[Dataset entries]
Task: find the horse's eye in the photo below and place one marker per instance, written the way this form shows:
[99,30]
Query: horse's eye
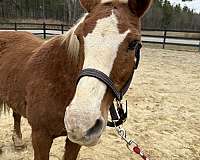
[132,45]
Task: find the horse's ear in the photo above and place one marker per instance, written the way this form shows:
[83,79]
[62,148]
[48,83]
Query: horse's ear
[139,7]
[89,4]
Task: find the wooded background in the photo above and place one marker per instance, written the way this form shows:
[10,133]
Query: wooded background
[162,14]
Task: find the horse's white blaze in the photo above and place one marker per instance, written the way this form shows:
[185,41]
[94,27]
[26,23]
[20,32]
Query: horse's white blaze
[107,1]
[101,47]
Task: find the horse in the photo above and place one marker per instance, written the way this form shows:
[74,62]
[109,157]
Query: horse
[39,79]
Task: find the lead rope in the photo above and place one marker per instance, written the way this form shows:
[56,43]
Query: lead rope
[130,144]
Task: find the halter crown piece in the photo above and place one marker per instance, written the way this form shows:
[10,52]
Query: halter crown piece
[118,116]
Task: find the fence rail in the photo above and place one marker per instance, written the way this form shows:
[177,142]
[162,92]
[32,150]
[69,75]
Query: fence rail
[155,36]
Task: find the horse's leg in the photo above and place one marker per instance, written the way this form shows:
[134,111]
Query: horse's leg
[71,150]
[41,142]
[17,135]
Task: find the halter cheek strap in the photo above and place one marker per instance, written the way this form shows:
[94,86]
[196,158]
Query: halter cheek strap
[89,72]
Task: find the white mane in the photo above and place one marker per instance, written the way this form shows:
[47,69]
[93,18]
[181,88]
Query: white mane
[71,39]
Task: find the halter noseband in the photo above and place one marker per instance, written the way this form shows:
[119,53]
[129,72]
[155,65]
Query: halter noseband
[118,117]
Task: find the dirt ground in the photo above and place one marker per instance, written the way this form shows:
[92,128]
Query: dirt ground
[164,114]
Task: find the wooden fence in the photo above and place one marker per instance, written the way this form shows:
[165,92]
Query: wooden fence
[155,36]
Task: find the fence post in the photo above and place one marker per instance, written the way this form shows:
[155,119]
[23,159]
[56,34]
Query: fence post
[164,40]
[62,28]
[15,26]
[44,30]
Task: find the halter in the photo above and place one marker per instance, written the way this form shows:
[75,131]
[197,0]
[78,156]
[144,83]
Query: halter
[118,116]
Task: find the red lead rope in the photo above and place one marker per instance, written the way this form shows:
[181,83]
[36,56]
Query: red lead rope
[131,145]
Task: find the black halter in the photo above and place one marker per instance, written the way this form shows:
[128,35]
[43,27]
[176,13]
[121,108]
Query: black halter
[118,117]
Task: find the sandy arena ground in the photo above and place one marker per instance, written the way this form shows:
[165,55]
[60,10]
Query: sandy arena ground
[164,114]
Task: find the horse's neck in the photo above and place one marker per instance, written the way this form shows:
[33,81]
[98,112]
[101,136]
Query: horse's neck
[54,61]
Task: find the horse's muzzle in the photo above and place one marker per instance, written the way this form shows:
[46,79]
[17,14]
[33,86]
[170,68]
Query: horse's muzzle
[82,132]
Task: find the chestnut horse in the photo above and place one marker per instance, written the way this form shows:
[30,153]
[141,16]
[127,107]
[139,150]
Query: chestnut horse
[38,78]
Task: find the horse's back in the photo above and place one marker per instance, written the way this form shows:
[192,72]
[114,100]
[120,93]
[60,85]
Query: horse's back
[15,50]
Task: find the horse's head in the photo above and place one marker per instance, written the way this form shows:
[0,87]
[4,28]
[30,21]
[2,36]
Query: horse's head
[105,37]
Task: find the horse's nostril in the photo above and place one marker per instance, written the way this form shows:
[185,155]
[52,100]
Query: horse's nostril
[96,128]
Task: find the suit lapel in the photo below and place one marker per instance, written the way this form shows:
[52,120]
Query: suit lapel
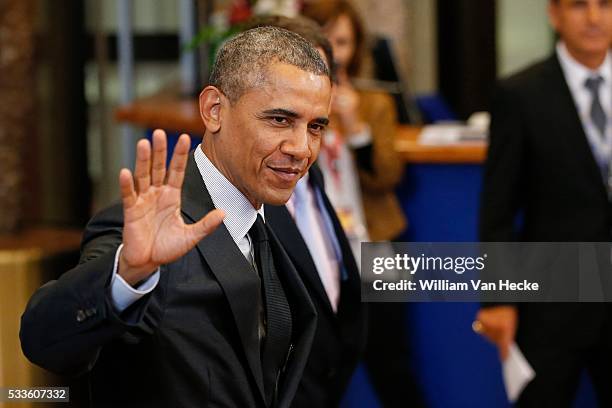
[240,283]
[304,320]
[569,123]
[287,232]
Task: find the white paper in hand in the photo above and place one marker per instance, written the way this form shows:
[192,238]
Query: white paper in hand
[517,373]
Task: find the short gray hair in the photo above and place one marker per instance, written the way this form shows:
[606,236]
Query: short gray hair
[241,62]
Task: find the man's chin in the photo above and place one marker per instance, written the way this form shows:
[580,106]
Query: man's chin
[278,197]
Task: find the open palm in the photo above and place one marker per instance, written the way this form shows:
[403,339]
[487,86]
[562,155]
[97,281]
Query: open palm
[154,232]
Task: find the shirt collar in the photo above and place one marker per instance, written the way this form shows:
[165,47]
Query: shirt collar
[576,73]
[302,183]
[239,212]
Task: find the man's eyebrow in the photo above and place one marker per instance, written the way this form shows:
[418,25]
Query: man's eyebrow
[281,111]
[291,114]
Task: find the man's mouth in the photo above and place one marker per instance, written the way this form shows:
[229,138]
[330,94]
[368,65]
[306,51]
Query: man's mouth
[287,173]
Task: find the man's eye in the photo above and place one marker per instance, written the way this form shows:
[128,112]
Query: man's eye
[279,120]
[317,128]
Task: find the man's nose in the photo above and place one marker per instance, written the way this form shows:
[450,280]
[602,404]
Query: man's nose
[297,145]
[594,12]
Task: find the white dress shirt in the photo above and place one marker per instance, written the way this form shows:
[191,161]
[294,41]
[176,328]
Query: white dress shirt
[318,239]
[576,75]
[337,163]
[239,218]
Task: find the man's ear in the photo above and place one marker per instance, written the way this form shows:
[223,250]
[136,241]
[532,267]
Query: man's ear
[210,108]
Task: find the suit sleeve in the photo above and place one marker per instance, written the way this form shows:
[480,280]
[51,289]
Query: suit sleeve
[67,321]
[504,168]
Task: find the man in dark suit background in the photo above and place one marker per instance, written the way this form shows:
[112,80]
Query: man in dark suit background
[317,245]
[549,160]
[164,310]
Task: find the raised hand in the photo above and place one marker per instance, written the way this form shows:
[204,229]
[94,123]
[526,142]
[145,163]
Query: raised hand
[498,324]
[154,232]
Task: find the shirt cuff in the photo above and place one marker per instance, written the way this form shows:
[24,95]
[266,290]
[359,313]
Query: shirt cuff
[122,293]
[360,139]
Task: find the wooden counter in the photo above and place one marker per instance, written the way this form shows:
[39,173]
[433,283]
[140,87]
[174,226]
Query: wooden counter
[27,260]
[170,112]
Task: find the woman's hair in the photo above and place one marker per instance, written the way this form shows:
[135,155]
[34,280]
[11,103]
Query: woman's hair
[326,12]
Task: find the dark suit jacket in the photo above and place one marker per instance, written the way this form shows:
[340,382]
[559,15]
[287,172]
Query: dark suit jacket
[540,165]
[192,342]
[339,338]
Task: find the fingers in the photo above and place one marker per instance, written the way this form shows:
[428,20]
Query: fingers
[176,172]
[126,185]
[206,225]
[158,169]
[143,163]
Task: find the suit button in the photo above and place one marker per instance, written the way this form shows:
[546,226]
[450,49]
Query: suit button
[81,316]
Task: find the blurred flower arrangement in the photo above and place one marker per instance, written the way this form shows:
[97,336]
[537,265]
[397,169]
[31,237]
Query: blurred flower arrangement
[230,20]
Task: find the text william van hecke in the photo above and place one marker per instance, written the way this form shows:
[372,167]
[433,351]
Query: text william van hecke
[447,285]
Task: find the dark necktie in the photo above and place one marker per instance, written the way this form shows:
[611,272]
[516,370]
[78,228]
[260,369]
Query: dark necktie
[276,343]
[598,116]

**Aim of the task:** Can you print all of the rows above word for word, leaving the pictures out?

**Full answer:**
Task: find the horse's eye in the photo below and place one marker per instance, written the way this form shows:
[99,30]
Query: horse's eye
[132,45]
Task: find the horse's ear in the photo above and place one marker per instance, written the way this form shows:
[83,79]
[62,148]
[48,83]
Query: horse's ear
[139,7]
[89,4]
Task: find the wooded background in the photo above and place one marker per instance, written the way this form shows:
[10,133]
Query: wooded background
[162,14]
Task: find the horse's white blaze in the photo above and place one marker per instance, written the way this form shows:
[185,41]
[94,27]
[26,23]
[20,32]
Query: horse's white blaze
[107,1]
[101,47]
Task: find the horse in the photo above and place one marker per instance, written the way this form shows:
[74,62]
[109,157]
Query: horse
[39,79]
Task: find the lead rope in the photo above and place one marker per instance, written the way this form shows:
[56,43]
Query: lead rope
[130,144]
Task: find the halter crown piece in the photo above and place one marker per instance, written the way this form shows:
[10,52]
Query: halter crown piece
[118,116]
Task: find the fence rail in the photo above and place one marker per instance, written the way this form shows:
[177,142]
[162,92]
[32,150]
[69,75]
Query: fence rail
[155,36]
Task: find the horse's leg in the photo above and place one marker per instance, written the way this form shows:
[134,111]
Query: horse's leg
[71,150]
[41,142]
[17,135]
Task: find the halter cheek strap in the photo above and place one marker per instance, written the way this form shows:
[94,86]
[196,158]
Query: halter cheek strap
[89,72]
Task: find the white mane in the photo above and place one marker per instance, written the way this form shows:
[47,69]
[93,18]
[181,88]
Query: white mane
[71,39]
Task: find the halter noseband in the photo above and place one marker per instance, written the way this form shows:
[119,53]
[129,72]
[155,65]
Query: halter noseband
[118,117]
Task: find the dirt ground in the photo above and place one marker per instance, written the way this form shows:
[92,128]
Query: dirt ground
[164,114]
Task: find the wooden fence in the photo above and place one marker per instance, written the way this form shows:
[165,92]
Query: wooden fence
[155,36]
Task: find the fence post in the photo above and place one marker per instance, written the way this form shows:
[155,119]
[23,159]
[56,34]
Query: fence post
[164,40]
[62,28]
[15,26]
[44,30]
Task: find the halter in the photo above and place one marker per instance, written the way this form shows:
[75,131]
[197,0]
[78,156]
[144,83]
Query: halter
[118,116]
Task: find the red lead rope in the photo above and place one marker per instance, written the way this form shows:
[181,83]
[36,56]
Query: red lead rope
[131,145]
Task: find the black halter in the photo above and place one marker per instance, written the way this form shows:
[128,35]
[43,27]
[176,13]
[121,108]
Query: black halter
[118,117]
Task: find the sandy arena ground in the photo above and place one marker per instance, written the way this form shows:
[165,55]
[60,10]
Query: sandy arena ground
[164,114]
Task: find the horse's neck in the photo above and place one marker per instance, written the way this form shows:
[33,81]
[98,112]
[101,136]
Query: horse's neck
[54,61]
Task: find the horse's muzzle in the photo above and place one marker per instance, written the way this form shows:
[46,79]
[17,14]
[33,86]
[170,68]
Query: horse's muzzle
[82,132]
Task: find the chestnut horse in the photo above and place one marker per instance, written the way this form shows:
[30,153]
[141,16]
[127,107]
[139,150]
Query: chestnut horse
[38,78]
Task: find the horse's back in the photo above and place one marker per instance, written the way this form shows:
[192,72]
[114,100]
[120,93]
[60,85]
Query: horse's back
[15,50]
Task: find the horse's head in the photo above and place one marker per instance, written the way this form shows:
[0,87]
[4,28]
[30,21]
[2,36]
Query: horse's head
[105,37]
Task: find the horse's nostril in the photo above and place one marker per instance, written the way this form shows:
[185,155]
[52,100]
Query: horse's nostril
[96,128]
Task: find the suit lapel in the photo below and place one marker per instance, written the way this form shows:
[52,120]
Query: suit lapel
[240,283]
[304,320]
[569,123]
[287,232]
Task: find the white paper in hand in the photo above and place one marker per instance, written the way this form shows:
[192,238]
Query: white paper in hand
[517,373]
Task: find the short gray hair in the photo above and place one marker per instance, written the way this form shows:
[606,236]
Query: short gray hair
[241,62]
Task: find the man's chin in the photo above and place one marker per instance, written the way this form shows:
[580,106]
Query: man's chin
[278,197]
Task: find the open palm in the photo above and place one marker per instance, written the way this form shows:
[403,339]
[487,86]
[562,155]
[97,281]
Query: open palm
[154,232]
Task: find the shirt collar in the photo above and place one marker per instance, written the way this form shows:
[165,47]
Query: shirt collar
[576,73]
[302,183]
[239,212]
Task: find the man's eyebrow in the photo above and place one marker per instance, written the way this form shows:
[418,25]
Query: man's eyebrow
[281,111]
[291,114]
Task: find the man's mouth in the photo above and place one marker per instance, written the way this form shows:
[229,138]
[330,94]
[368,65]
[306,51]
Query: man's mouth
[287,173]
Task: find the man's eye in the photo above and place one marker per instance, written the way this form shows:
[128,112]
Query: man's eye
[279,120]
[317,128]
Task: find the man's nose in the photo above and place one marker per instance, written the way this form shows:
[450,280]
[602,404]
Query: man's nose
[297,145]
[594,12]
Task: find the white dress shirt in the photo above and place one marker per instance, written the way this form shows:
[191,161]
[294,41]
[176,328]
Query: white dress shirt
[318,239]
[576,75]
[337,163]
[239,218]
Task: find the man's ear in the photo above and place one marker per instance, written the way this form shows:
[223,250]
[136,241]
[532,267]
Query: man's ear
[210,108]
Task: find the suit sleeve in the photo above and place one marker per instance, written the way this form shows:
[480,280]
[51,289]
Query: suit sleeve
[67,321]
[504,168]
Task: find the man in dark suit background in the photo above and place one marker per instance, written the way this form shows:
[112,80]
Query: man in dark suit background
[317,245]
[549,160]
[164,310]
Task: find the raised hand in the photo above and place one marker per instance, written the way this form shows:
[204,229]
[94,123]
[526,142]
[145,163]
Query: raised hand
[498,324]
[154,232]
Task: find the shirt cuff in the photo above and place one marker per instance, written the way this form shows:
[24,95]
[266,290]
[359,313]
Query: shirt cuff
[122,293]
[360,139]
Task: find the wooden counter in the photo above and place one marker per instance, written the way this form shows:
[39,173]
[433,283]
[140,87]
[174,226]
Query: wooden counter
[27,260]
[170,112]
Task: find the woman's hair in the photo above and place one marker per instance, written the way this form shows:
[135,155]
[34,280]
[11,103]
Query: woman's hair
[326,12]
Task: find the dark suit jacket in the photo above and place one marker per instance, written the way this form shows:
[340,382]
[559,15]
[287,172]
Query: dark suit jacket
[540,165]
[192,342]
[339,338]
Task: find the fingers in the photo above and place one marker per instance, written the way this form shows:
[428,20]
Query: fingers
[176,172]
[126,185]
[206,225]
[158,169]
[143,163]
Task: find the suit button in the photo above and place one marker per instance, written the way this form shows:
[546,226]
[450,49]
Query: suit button
[81,316]
Task: find the blurred flower arrangement in the photo above and place one marker per instance, written the way this form shows:
[97,336]
[537,265]
[397,169]
[31,237]
Query: blurred flower arrangement
[230,20]
Task: find the text william van hecke in the photo above and place one marker per instance, written the way this form shows:
[372,167]
[433,351]
Query: text william van hecke
[447,285]
Task: find the dark necktie in the photo above and place one marker per instance, written the way this form shows:
[611,272]
[516,370]
[78,228]
[260,369]
Query: dark necktie
[276,343]
[598,116]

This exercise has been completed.